** Begin **
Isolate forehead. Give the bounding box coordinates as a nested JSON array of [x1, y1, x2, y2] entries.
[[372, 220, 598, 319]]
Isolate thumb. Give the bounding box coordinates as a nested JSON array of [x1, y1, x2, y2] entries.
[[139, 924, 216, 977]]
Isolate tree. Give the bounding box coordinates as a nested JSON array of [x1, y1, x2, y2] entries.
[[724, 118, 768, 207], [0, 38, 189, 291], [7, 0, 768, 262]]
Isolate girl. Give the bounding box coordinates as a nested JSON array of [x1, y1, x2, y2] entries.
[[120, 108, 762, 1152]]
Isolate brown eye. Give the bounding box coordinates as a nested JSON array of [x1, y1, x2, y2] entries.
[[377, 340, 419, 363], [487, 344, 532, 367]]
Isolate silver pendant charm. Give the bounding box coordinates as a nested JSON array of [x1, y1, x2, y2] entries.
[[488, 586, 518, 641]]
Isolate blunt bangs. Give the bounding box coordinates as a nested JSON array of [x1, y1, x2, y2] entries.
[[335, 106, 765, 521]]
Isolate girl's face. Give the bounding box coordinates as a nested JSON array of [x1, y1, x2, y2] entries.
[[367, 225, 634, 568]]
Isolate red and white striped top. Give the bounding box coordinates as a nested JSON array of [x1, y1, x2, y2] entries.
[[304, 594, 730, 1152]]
** End **
Exercise brief
Return the lines running from the start of the records through the line that contains "0, 768, 262]]", both ends included, reproducing them verbatim.

Correct result
Isolate forehead. Give the bounding box coordinates as a nested JSON array of [x1, y1, x2, y2] entries.
[[372, 220, 598, 319]]
Isolate thumb. Give the bounding box coordinates as a nested JSON array of [x1, y1, x2, y2] entries.
[[139, 924, 216, 977]]
Isolate tree. Give the bounding box coordinates as a nested JSON array of [x1, y1, x2, y2] entries.
[[724, 118, 768, 207], [0, 38, 189, 291], [7, 0, 768, 262]]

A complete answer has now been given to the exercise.